*課題の指示*. 下の行のうち、文字列「bucket」を含む行を数え、その数だけを答えよ。

*提示された行*.
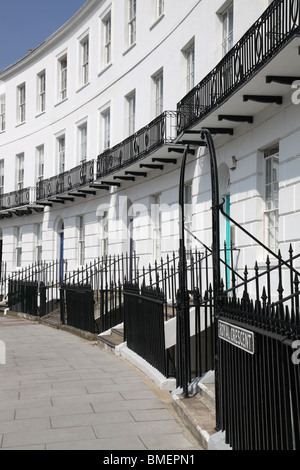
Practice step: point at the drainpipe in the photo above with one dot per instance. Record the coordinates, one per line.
(215, 255)
(183, 320)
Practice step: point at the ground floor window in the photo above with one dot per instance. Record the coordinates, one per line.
(271, 197)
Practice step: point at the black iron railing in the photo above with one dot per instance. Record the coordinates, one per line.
(17, 198)
(160, 131)
(259, 44)
(63, 183)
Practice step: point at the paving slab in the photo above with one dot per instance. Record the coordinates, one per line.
(59, 391)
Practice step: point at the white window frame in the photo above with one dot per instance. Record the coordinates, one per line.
(159, 92)
(2, 113)
(42, 92)
(131, 112)
(107, 39)
(84, 58)
(160, 5)
(63, 77)
(188, 213)
(157, 226)
(61, 153)
(2, 176)
(106, 128)
(21, 90)
(104, 234)
(18, 247)
(131, 22)
(83, 142)
(39, 241)
(20, 171)
(81, 240)
(40, 153)
(271, 183)
(227, 29)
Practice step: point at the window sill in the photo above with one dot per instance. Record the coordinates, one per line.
(21, 124)
(105, 69)
(40, 114)
(158, 20)
(129, 48)
(60, 102)
(82, 87)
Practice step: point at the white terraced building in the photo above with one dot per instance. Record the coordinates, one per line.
(92, 122)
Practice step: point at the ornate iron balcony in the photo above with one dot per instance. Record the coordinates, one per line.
(278, 24)
(21, 197)
(159, 132)
(73, 179)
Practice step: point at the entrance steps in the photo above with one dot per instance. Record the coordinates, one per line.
(111, 338)
(52, 319)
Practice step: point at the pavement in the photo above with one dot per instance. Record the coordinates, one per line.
(59, 391)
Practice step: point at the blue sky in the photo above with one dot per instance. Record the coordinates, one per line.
(27, 23)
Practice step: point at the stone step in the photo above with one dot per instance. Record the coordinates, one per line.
(110, 340)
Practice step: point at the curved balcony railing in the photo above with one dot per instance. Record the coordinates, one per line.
(160, 131)
(21, 197)
(70, 180)
(260, 43)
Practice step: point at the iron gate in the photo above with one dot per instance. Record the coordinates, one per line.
(259, 382)
(77, 307)
(144, 324)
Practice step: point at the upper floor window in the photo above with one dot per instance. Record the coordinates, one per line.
(61, 142)
(63, 77)
(132, 22)
(84, 60)
(1, 177)
(18, 247)
(81, 241)
(106, 128)
(40, 162)
(160, 7)
(189, 57)
(21, 103)
(20, 171)
(107, 40)
(272, 197)
(42, 92)
(188, 212)
(39, 242)
(2, 113)
(227, 29)
(157, 226)
(83, 142)
(131, 113)
(159, 93)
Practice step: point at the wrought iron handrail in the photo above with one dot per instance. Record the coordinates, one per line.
(75, 178)
(279, 22)
(160, 131)
(18, 198)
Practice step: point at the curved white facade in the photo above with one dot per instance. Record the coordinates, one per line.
(106, 74)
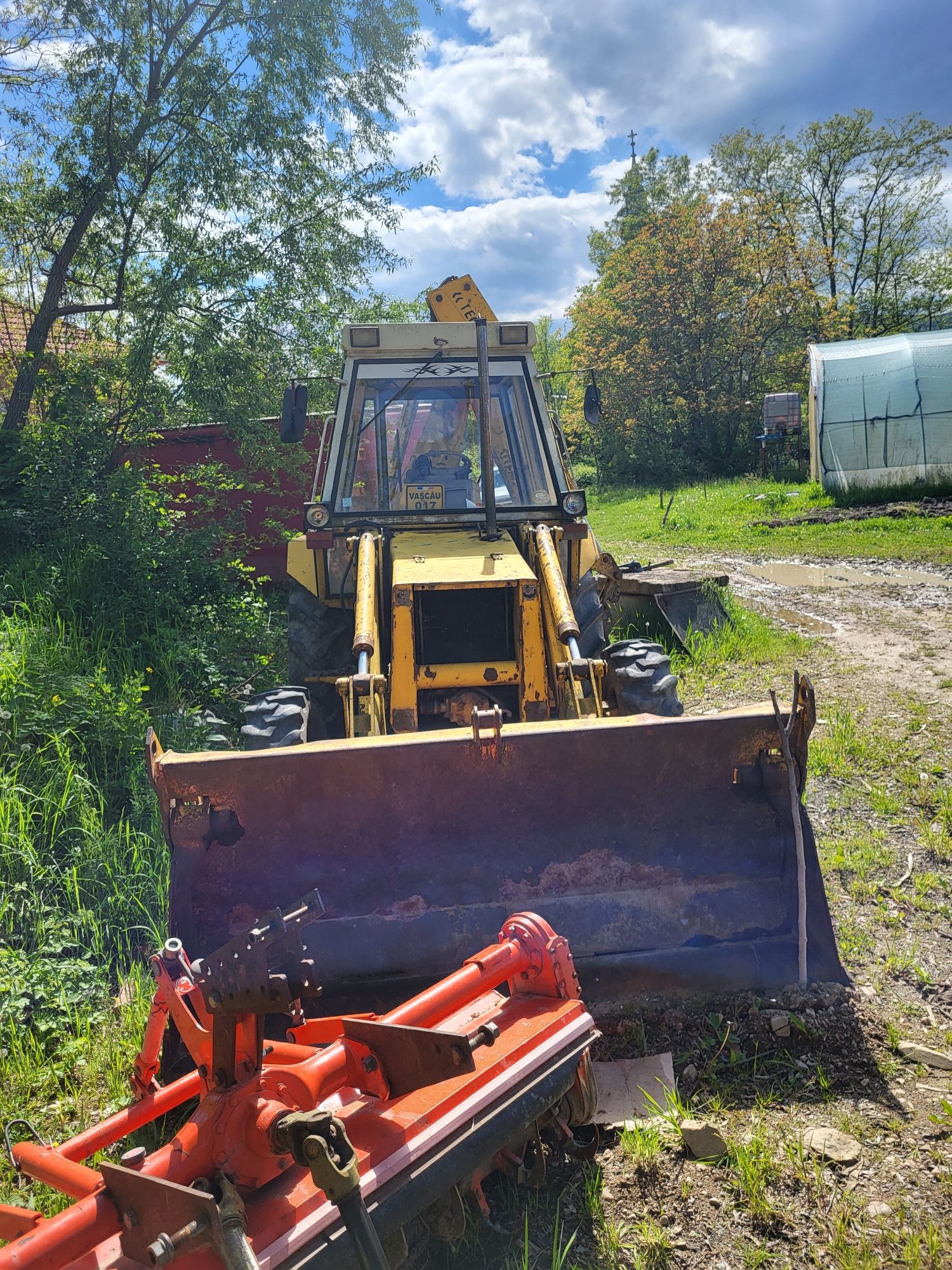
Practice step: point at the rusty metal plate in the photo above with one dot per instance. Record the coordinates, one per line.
(630, 836)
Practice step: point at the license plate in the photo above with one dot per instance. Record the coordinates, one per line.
(425, 498)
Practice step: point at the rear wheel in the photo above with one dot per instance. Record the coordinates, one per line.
(276, 718)
(640, 679)
(319, 643)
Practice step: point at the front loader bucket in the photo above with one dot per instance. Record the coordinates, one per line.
(662, 849)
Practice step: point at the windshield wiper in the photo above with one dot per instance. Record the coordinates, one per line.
(400, 392)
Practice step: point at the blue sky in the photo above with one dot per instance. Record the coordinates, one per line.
(526, 106)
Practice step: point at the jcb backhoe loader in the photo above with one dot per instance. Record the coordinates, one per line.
(460, 741)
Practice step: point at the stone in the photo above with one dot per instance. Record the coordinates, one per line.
(926, 1056)
(876, 1208)
(703, 1140)
(822, 1140)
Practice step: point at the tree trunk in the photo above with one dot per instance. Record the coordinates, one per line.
(39, 333)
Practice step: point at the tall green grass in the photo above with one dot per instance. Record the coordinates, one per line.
(100, 638)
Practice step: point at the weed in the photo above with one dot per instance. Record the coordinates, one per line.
(756, 1255)
(643, 1145)
(611, 1236)
(753, 1170)
(652, 1245)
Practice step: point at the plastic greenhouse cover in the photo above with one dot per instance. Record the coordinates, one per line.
(884, 410)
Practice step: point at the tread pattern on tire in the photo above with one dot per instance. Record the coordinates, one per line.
(276, 718)
(642, 680)
(319, 643)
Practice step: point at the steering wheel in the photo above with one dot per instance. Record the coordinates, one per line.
(459, 464)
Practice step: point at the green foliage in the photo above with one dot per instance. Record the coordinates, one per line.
(213, 185)
(691, 322)
(714, 279)
(114, 615)
(869, 200)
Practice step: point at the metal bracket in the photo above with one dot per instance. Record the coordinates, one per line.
(488, 732)
(237, 981)
(159, 1219)
(414, 1059)
(162, 1220)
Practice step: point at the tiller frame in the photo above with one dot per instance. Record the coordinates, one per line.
(315, 1150)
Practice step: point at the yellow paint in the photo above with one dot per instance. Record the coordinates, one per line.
(532, 653)
(456, 558)
(459, 300)
(303, 565)
(366, 596)
(468, 675)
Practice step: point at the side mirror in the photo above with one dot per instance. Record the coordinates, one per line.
(294, 415)
(593, 404)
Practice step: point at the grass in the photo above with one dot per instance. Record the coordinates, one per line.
(86, 874)
(91, 655)
(718, 518)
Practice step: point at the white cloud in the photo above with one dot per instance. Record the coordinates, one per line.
(527, 253)
(549, 81)
(494, 116)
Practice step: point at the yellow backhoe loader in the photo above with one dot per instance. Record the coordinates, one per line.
(460, 741)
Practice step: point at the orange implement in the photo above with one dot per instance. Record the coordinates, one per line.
(427, 1098)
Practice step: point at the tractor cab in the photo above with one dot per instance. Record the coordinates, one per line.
(445, 474)
(407, 439)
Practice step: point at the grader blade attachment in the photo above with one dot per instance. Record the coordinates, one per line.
(664, 849)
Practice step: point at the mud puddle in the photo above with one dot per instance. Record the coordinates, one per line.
(788, 575)
(803, 622)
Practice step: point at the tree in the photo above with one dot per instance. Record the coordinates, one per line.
(700, 314)
(864, 203)
(204, 181)
(647, 189)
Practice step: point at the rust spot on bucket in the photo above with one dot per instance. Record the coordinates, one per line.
(593, 873)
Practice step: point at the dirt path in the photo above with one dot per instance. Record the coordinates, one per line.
(893, 622)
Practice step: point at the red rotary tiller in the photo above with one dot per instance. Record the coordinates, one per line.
(319, 1150)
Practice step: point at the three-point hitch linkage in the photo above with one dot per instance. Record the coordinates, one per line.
(319, 1149)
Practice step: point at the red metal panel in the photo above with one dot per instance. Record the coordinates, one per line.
(281, 501)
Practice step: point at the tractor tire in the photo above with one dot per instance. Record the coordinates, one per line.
(276, 718)
(319, 643)
(591, 617)
(640, 679)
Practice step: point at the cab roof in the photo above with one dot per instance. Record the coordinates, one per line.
(385, 340)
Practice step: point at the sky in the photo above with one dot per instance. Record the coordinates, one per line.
(526, 106)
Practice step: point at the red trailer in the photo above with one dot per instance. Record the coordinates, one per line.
(270, 500)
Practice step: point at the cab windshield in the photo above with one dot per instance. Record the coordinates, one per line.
(413, 440)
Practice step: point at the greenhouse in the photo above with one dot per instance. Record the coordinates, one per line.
(882, 411)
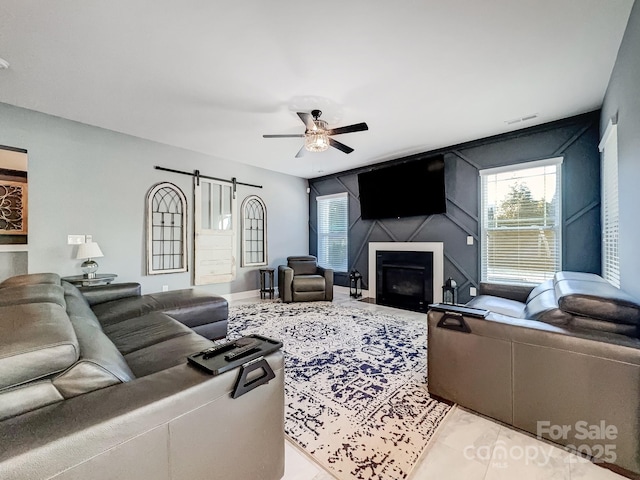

*解答例*. 2